(Photo-based referring expression data)
___
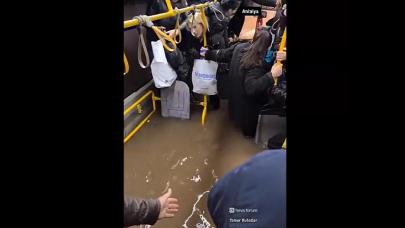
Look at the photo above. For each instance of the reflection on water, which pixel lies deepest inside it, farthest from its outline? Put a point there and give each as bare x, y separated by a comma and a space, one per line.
189, 158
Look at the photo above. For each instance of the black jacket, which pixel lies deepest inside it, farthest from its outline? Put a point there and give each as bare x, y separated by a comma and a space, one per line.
141, 211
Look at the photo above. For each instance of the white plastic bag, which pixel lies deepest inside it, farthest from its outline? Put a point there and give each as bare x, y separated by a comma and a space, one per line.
204, 77
163, 74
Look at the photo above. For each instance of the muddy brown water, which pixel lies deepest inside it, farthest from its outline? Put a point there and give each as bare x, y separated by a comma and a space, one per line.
187, 157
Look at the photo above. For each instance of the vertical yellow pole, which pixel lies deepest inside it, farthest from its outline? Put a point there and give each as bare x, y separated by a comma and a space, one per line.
204, 113
282, 45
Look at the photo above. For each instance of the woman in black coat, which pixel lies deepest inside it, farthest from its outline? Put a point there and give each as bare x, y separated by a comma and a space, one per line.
250, 79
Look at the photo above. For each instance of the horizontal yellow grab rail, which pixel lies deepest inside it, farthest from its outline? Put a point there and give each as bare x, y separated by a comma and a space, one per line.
170, 13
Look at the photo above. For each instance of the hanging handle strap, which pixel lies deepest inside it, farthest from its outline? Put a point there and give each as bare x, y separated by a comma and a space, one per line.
164, 37
205, 25
142, 46
177, 30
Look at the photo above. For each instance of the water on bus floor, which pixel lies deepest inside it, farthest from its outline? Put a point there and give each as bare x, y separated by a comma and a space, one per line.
183, 155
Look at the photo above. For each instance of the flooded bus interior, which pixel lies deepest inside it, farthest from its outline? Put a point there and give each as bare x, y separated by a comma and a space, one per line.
189, 151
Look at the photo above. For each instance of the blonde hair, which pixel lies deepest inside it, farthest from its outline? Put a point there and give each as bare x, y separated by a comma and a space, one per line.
195, 18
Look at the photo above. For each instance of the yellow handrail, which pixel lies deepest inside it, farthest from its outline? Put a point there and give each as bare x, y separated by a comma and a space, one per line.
170, 13
133, 106
126, 64
282, 45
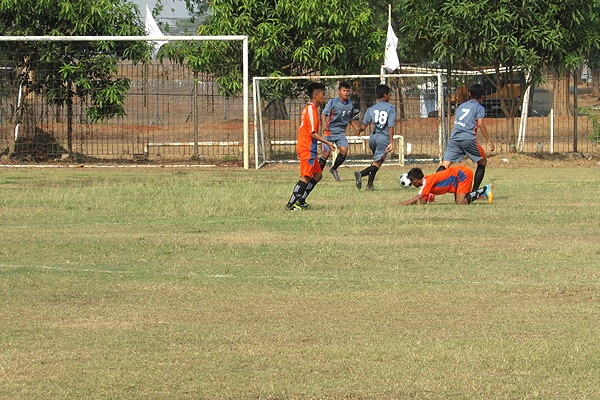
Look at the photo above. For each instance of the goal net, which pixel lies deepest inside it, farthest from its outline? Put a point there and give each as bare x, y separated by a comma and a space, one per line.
419, 127
89, 99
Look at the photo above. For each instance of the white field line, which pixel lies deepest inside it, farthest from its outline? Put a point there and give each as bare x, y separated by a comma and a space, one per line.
305, 277
126, 166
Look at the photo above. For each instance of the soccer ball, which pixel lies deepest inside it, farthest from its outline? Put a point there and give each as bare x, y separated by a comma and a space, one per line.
404, 181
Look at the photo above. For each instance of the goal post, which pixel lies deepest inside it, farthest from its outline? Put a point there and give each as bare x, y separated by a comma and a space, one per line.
419, 127
189, 138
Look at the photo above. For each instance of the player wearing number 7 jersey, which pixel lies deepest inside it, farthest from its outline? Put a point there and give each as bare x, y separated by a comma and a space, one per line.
382, 115
463, 140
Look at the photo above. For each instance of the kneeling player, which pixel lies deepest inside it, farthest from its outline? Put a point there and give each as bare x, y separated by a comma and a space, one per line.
457, 180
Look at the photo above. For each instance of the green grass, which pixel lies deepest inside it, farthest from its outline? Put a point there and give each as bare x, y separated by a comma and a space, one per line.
189, 284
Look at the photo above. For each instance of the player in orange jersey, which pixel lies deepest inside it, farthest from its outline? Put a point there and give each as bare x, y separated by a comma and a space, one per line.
306, 147
457, 180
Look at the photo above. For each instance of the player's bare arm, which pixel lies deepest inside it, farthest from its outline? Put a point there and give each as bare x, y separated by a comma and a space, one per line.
361, 129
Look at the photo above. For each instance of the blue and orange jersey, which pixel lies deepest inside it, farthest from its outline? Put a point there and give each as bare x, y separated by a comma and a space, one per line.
456, 179
309, 123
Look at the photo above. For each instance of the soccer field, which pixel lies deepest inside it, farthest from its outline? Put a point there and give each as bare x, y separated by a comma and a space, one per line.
183, 283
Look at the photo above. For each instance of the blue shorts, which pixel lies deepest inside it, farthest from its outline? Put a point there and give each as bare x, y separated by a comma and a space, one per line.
338, 140
457, 149
378, 144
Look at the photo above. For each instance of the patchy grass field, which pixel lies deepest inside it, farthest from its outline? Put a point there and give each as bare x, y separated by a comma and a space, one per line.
195, 284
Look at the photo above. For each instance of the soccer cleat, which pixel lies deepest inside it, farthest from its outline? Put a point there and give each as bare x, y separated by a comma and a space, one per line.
304, 206
358, 180
487, 190
336, 176
488, 193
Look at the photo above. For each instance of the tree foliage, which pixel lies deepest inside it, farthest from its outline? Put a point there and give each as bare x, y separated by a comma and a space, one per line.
505, 35
289, 38
65, 70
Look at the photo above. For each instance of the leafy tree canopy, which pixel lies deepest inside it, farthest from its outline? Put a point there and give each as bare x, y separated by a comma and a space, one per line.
326, 37
506, 35
65, 69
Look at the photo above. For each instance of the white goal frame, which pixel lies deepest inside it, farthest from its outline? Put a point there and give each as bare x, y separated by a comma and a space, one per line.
154, 38
259, 136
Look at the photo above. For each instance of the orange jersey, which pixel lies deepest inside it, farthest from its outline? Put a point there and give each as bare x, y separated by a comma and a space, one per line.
457, 179
306, 146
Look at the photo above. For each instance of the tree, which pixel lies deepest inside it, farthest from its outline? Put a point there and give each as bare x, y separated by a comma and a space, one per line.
65, 71
290, 38
505, 35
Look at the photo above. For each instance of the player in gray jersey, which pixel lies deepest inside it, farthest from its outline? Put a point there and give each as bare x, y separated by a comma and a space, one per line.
382, 115
463, 140
336, 116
___
§ **HOW TO COMPLETE THIS TASK**:
Quote the records above exactly, leaving out any pictures.

§ **PROBLEM SOLUTION**:
Look at the photo above. For each instance of the reflection on water, which pixel lies deepest inside it, farthest from its outline? Put a point there and give each as bare x, y separated by a comma and a space, one per line.
189, 158
Look at the photo above. For each instance of the black jacket, which pixel lies deepest inside it, farthest from its outline? Put a point there and give each as bare x, y separated by a comma and a space, one per line.
141, 211
Look at the photo above. For each instance of the white plastic bag, which pixel lies deepest inside it, farthest from its outline? Put a point there and give each as bare x, y separated by a comma and a space, one per line.
204, 77
163, 74
Look at the photo above. For each instance of the muddy brown water, which pixel lies deepest inside it, farthest from its outline? Put a point there and give each as bare x, y separated by a comma and a space, one per line.
187, 157
Look at the photo above. For each instance of the vertical yellow pole, which pixel lies deepest inside it, farthest from its outline? Put a point there and give each as bare x, y separated by a comma and a space, one per line.
204, 113
282, 45
Look at the photo above. For each instance of the woman in black coat, which pixel lies deepest inside it, farthest from its outline? Put a point there and give each as bare x, y separated by a comma and a space, one per line.
250, 79
Look at the photo above. For each instance of the horizontal yellow grab rail, which pixel lies deepest inside it, farthest from its outline? Put a point there and give each as bare x, y separated by a comma and a space, one per line.
170, 13
Look at the photo above. For each instance of the hanging handle strap, which pixel lies deepest inside it, farthest from its outline? Put a point there and give each as bare x, y separated by a comma and a space, one per line.
164, 37
205, 25
142, 46
177, 30
Look at the photo above. For each instance of the water on bus floor, which pixel lies deepest inside it, farthest from its outline? Put a point there and give each as bare x, y separated by a comma and a space, one per line.
183, 155
Look at the photo above. For each instance of the flooded bus interior, which pixel lies deepest inside it, farthest from its outline? Put a point there and give each as bare x, y separated by a comma and a space, one per line.
189, 151
Look at the photo above. For each instance of the blonde hair, which pixel lies deepest inside it, farthest from its outline? Put a point there and give each as bare x, y separated by a comma and a space, one per line.
195, 18
Look at the photo above. For each instance of the yellow handrail, which pixel lies deepest inside it, farthest from its outline? Put a point there and give each as bare x, y separated by a comma and a space, one per line.
170, 13
133, 106
126, 64
282, 45
Look at the photo above. For each instance of the goal net, which pixel lies deepest inside it, farthest from its outline? Put a point there and give each as bare x, y separated by a comma and a space, one per line.
419, 127
89, 99
Look at the photo above. For each instance of the white field line, which pixel lies deepest inside it, farthest from its outline? Put a point there and give each as bare x, y separated by a comma and a space, one per line.
305, 277
126, 166
Look at the photo above. For each instance of the soccer ball, which pixel lies deepest inside it, farthest from its outline? Put a point there and give each as bare x, y separated by a comma and a space, one per line.
404, 181
Look at the photo above. For each instance of the goal post, which pixel lies deepest inside it, farthest from its outline? Put a point there and give each as bare x, y separated by a comma and a space, one per line.
419, 127
189, 138
Look at the photo above. For each instance of the player wearing number 7 jersey, which pixel lies deepest inside it, farthest from its outline? Put a point there and give each as bare x, y separated by a comma and a space, one per line.
382, 115
463, 140
Look at the photo above. For each instance of the kneeling player, which pixel lies deepest inside it, farthest from its outline? Put a point there and give each as bare x, y separated by a comma and a space, one per line.
457, 180
Look at the photo above. For each instance of the green grass, which pixel lies deepest inside it, farthest from its outline? Put a point there and give each as bare x, y separated by a comma and a space, one per line.
189, 284
Look at the photo above. For each instance of the player in orange jersey, which pixel lies deepest inside it, farthest from its outline? Put a point there and give each as bare x, y separated by a comma and a space, one per line.
306, 147
457, 180
Look at the photo above. For each instance of the player's bare arm, which pixel lies deepest inside it, farthest from its outline? Put a point there and give each as bare x, y separated by a comma and a space, one per line.
361, 129
Look at the photo above. For each instance of the blue and orange jersey, which pixel lies deepest inside it, farthest from its outline? Put a point there and give each as bare x, y separated by a comma and a space, one per line.
456, 179
309, 123
Look at the photo above. For each instance of the soccer field, which pixel lies deepest inside it, farthest from its outline? Put a point there and give each as bare x, y separated by a comma and a space, one per line.
183, 283
Look at the photo above. For each instance of the blue shorts, which pixel lies deepest inside it, farthest from its outline? Put a point there and give each as bare x, y separated by a comma and a space, one per line.
338, 140
457, 149
378, 144
Look at the photo above. For each instance of the patchy grass field, which pixel lies deepest inside it, farthest from its outline? Put a point there and give each as bare x, y separated by a comma and a space, one per line.
195, 284
Look at the photo above. For each instance of the soccer cleat, which pixel lies deepest inside it, farthest from its outline? Put a point there and give each as bare x, y separated by a comma and a space, one per line.
304, 206
358, 180
487, 190
336, 176
488, 193
Look at the photo above. For each instance of the tree foliage, which pixel lies deepest inside it, farthest from its outline? Put a point there and give each as bare x, y separated by a comma and a space, one per line.
505, 35
289, 38
65, 70
Look at the photo above. For each instance of the leafy tree canopy, which pixel lies deepest inside it, farthest from its outline? Put a point there and give each as bare x, y separated by a comma and a space, one per line.
326, 37
506, 35
65, 69
Look at the photo above. For each instance of the white goal frame, which pixel lies deepest inside it, farthest from its outline? Put a point there and give each as bare x, y separated by a comma and a space, one per line.
154, 38
259, 136
Look at the photo above. For each instance of the orange jersey, which pixel lies deepest inside it, farthest from its outline? Put a point there and give each as bare x, y separated by a comma and a space, one per line.
457, 179
306, 146
Look at the photo above. For each instance of the tree, which pixel lies deepest inside it, farthest from its outline? Put a point there and give each as bare x, y separated by a comma and a space, one per line.
65, 71
290, 38
505, 35
Look at the photo above. For each instance of the player in gray jersey, which pixel lies deepest inside it, farthest from its outline? Put a point there and give each as bare x, y separated by a comma and a space, one per line.
382, 115
463, 140
336, 116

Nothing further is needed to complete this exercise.